Task statement:
Omit every picture, then give all the entries again exactly.

--------------------

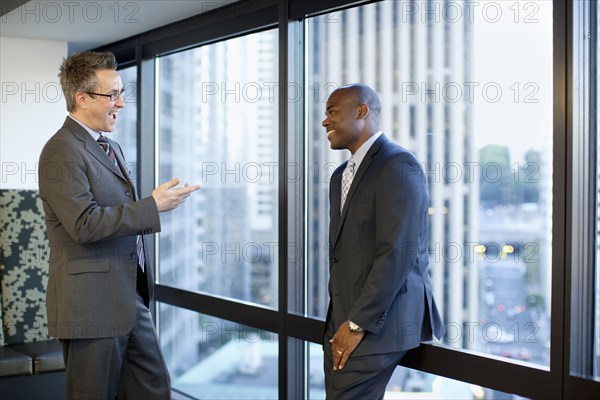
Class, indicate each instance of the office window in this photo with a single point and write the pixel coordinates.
(473, 101)
(211, 358)
(217, 127)
(125, 132)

--------------------

Correct answer:
Class, indicate each instance of the office window in this photo with a single point and write the pixel coordinates.
(473, 101)
(211, 358)
(217, 127)
(125, 132)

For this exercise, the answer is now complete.